** Source extract follows **
Making a Backup and Disaster Recovery system robust, secure and ready for new challenges.
Replibit is a backup & recovery system based on Linux, ZFS (backups), KVM (virtualization) and Python & Angular (backend and web interface). Replibit creates backups from Windows systems and stores multiple copies in both on- and off-site servers so they can be recovered at any time.
Replibit's architecture is quite clever and includes three main components: Agent, Appliance, and Vault. Agent is a small program that is installed on every Windows computer requiring backup. The program automatically generates incremental backup images from the Windows system using Shadow Copy. These backup files are then immediately transferred over the local network to Appliance, a Ubuntu server that allows system administrators to manage backups, mount them as devices, and even initiate a virtualized windows system from any of the backups. As a last resort, backups also get stored on an off-site Ubuntu server called Vault, ensuring that all backup files are accessible even after a complete disaster at the customer's location.
What we've done
When we began this project, we first had to go back into the already exisiting code, understand what it was doing and document it correctly before moving on to developing new features and functionality for the system.
As a first step, we had to figure out how the existing code worked. To accomplish this, we installed the system locally and monitored the browser's network activity to discover backend endpoints.
On the Linux side, we had to find out what application was listening at port 80 and from there, go all the way up the ZFS commands called from Python to see which lines of code actually performed the file system operations on the server.
We were able to piece together a general picture of how the system was structured which allowed us to move forward with added functionality.
An independent security consultancy found a few security issues that needed to be fixed. Since Replibit software updates itself, introducing a bug in the update phase would result in thousands of servers being unable to function and a big problem for support and system administrators. We were able to rid the program of all security pain points thereby making the updating and installation process powerful and robust.
** End of Source extract **
** Supplied material follows **
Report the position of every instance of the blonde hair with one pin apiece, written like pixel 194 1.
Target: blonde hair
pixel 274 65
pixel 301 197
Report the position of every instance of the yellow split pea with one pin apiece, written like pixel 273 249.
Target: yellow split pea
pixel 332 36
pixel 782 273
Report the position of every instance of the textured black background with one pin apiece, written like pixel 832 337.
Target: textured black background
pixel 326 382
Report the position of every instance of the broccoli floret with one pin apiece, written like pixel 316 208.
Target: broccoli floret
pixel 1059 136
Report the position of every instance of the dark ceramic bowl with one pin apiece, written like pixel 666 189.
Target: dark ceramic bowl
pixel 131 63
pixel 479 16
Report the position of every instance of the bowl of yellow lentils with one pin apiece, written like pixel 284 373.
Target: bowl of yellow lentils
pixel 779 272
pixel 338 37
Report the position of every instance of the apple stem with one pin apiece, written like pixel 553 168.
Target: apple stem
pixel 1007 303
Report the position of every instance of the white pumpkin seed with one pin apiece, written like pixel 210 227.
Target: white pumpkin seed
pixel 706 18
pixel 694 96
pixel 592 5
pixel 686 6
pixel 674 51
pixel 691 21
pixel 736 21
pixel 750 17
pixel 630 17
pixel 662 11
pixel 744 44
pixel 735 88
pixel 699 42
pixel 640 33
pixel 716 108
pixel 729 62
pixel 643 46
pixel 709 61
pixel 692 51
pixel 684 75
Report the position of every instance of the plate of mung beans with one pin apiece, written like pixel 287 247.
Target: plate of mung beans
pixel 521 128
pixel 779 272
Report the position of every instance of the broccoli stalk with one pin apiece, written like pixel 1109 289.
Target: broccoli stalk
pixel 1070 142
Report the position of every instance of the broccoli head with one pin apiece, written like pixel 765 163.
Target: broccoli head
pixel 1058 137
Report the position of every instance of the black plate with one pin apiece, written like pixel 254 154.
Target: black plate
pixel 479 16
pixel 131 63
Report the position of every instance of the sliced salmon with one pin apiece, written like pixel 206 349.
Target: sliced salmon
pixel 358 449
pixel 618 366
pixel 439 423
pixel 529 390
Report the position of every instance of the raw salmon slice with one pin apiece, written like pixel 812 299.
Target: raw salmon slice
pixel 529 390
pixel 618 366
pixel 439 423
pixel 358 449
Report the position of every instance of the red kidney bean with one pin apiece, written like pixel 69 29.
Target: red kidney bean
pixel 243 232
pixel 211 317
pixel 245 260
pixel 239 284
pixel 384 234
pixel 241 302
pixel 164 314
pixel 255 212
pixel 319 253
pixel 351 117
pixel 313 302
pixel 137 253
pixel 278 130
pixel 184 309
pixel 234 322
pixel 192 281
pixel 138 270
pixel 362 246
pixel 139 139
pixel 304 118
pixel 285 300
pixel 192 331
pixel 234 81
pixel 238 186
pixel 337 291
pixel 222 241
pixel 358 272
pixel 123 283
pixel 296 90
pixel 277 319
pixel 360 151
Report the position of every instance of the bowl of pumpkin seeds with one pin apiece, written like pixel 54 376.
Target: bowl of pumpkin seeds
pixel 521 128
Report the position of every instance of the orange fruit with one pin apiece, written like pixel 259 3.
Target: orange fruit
** End of Supplied material **
What the task asks:
Transcribe the passage of the Replibit write-up from "As a first step, we" through "with added functionality.". These records have no connection to the Replibit write-up.

Written solution:
As a first step, we had to figure out how the existing code worked. To accomplish this, we installed the system locally and monitored the browser's network activity to discover backend endpoints.
On the Linux side, we had to find out what application was listening at port 80 and from there, go all the way up the ZFS commands called from Python to see which lines of code actually performed the file system operations on the server.
We were able to piece together a general picture of how the system was structured which allowed us to move forward with added functionality.